本文
────
着実な進化を遂げたLive 7と新開発音源3種を含む統合パッケージ

ABLETONAbleton Suite

最近のDAW関連の価格破壊はすごい。他社製ソフトの良い部分や内蔵のエフェクト/音源をどんどん取り入れ、お値段そのままハイどうぞ!的なサービスが展開されている。こうなってくるとABLETON Live独自の魅力がほかのソフトに吸い取られてしまうのでは?なんて思う人もいるかもしれない。でもそんな心配はご無用。Liveも今回のアップデートによってさらに素晴らしいソフトに進化している。今回はより使いやすくなったLive 7に、3種の新開発ソフト音源や膨大なサンプル・ライブラリーを統合したパッケージAbleton Suiteを紹介していこう。

創作意欲を刺激する
Liveのユーザー・インターフェース


Liveは2001年に“オーディオ・データを自由にテンポを変更できて、しかもライブ用途に耐えうる”という当時としては画期的な、でも比較的シンプルなソフトウェアとして登場した。その後着実にアップデートを重ね、今や列強ひしめくDAWソフト群と比肩する程の統合ソフトとなっている。僕はLive 5のリリース時もレビューを寄稿しているのだが、そこでは“僕がLiveを使う理由”を冒頭で切々と語っていた。今になって読み返してみても面白く、ここで掲載するのも意義があると感じたので、もう一度書いておこう。
────
出題
本文の「最近のDAW関連の価格破壊はすごい」で始まる段落を、主な事実を残して短く書き直してください。 資料は本文とは別の出典から取ったものである。

資料抜粋
────
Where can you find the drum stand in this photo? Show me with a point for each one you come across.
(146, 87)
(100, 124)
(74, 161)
────
解答
最近のDAWは価格破壊が激しく、他社製ソフトの長所や内蔵エフェクト/音源を取り入れながら価格は据え置きで提供されている。そのためLive独自の魅力が薄れると心配する人もいるかもしれないが、Liveも今回のアップデートでさらに進化した。ここでは、使いやすくなったLive 7に新開発のソフト音源3種と膨大なサンプル・ライブラリーを統合したパッケージ、Ableton Suiteを紹介する。